## Excerpted passage
━━━

My motto: “You can lead an engineer to documentation, but you can’t make him read it.”
Good code is its own best documentation.
As an engineering student I struggled mightily to get past the few Introduction to the humanities required courses in my curriculum. But I did learn one thing - and it sometimes seems that I must be the only one who remembers it now. And that is the etymology of the terms Philosopher and sophistry.
- sophist
- 1542, earlier sophister (c.1380), from L. sophista, sophistes, from Gk. sophistes, from sophizesthai "to become wise or learned," from sophos "wise, clever," of unknown origin. Gk. sophistes came to mean "one who gives intellectual instruction for pay," and, contrasted with "philosopher," it became a term of contempt. Ancient sophists were famous for their clever, specious arguments.
- philosopher
- O.E. philosophe, from L. philosophus, from Gk. philosophos "philosopher," lit. "lover of wisdom," from philos "loving" + sophos "wise, a sage."
"Pythagoras was the first who called himself philosophos, instead of sophos, 'wise man,' since this latter term was suggestive of immodesty." [Klein]
If you think that's hard, try to make an engineer write it for his last project when he is just begging to start the next one.
"Hi! Would you like me to interpret some 14th century Middle English poetry while you wait for your latte?"
On what planet? Scientists and engineers are eggheads. I was a history major in the 70s. It was a stupid major then, and it's even more stupid now. Learn a real skill, otherwise there is no hope for you.
You're assuming that developers document their code properly.
As someone who scripts in Powershell, I can tell you that while the big code repositories have decent documentation, pseudo-code is almost non-existent in most public repositories.

━━━

## Listed records
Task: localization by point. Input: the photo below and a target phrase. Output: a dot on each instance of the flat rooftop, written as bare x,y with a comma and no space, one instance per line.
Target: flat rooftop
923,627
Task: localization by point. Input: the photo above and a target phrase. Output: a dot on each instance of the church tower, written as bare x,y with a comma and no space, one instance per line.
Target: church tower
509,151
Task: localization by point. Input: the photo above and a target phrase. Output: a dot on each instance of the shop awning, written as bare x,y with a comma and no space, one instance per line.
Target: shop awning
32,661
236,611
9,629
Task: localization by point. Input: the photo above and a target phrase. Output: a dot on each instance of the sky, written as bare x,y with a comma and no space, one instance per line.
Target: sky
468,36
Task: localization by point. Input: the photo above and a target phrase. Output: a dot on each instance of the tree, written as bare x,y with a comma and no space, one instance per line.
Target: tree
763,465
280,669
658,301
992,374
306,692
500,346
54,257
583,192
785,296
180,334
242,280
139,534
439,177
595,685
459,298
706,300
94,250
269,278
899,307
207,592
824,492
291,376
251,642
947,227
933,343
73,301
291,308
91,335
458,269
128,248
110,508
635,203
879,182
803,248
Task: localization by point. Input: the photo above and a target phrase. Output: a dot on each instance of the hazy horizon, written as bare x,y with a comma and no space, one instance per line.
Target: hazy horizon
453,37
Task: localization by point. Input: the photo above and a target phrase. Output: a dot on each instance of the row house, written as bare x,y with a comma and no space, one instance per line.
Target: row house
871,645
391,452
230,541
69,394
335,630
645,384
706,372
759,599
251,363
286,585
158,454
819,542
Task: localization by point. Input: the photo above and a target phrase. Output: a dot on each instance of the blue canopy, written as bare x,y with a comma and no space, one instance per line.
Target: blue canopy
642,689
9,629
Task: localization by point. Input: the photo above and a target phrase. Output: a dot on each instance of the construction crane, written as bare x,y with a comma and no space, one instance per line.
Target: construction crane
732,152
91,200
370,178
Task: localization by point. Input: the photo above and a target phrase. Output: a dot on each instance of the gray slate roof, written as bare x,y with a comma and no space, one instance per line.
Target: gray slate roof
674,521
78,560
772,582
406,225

━━━

## What to work on
1 - In the documentation discussion, who was the first person to call himself philosophos?
2 - Transcribe the documentation discussion, starting at "You're assuming that" and ending at "most public repositories.".

## Answer list
1 - Pythagoras

2 -
You're assuming that developers document their code properly.
As someone who scripts in Powershell, I can tell you that while the big code repositories have decent documentation, pseudo-code is almost non-existent in most public repositories.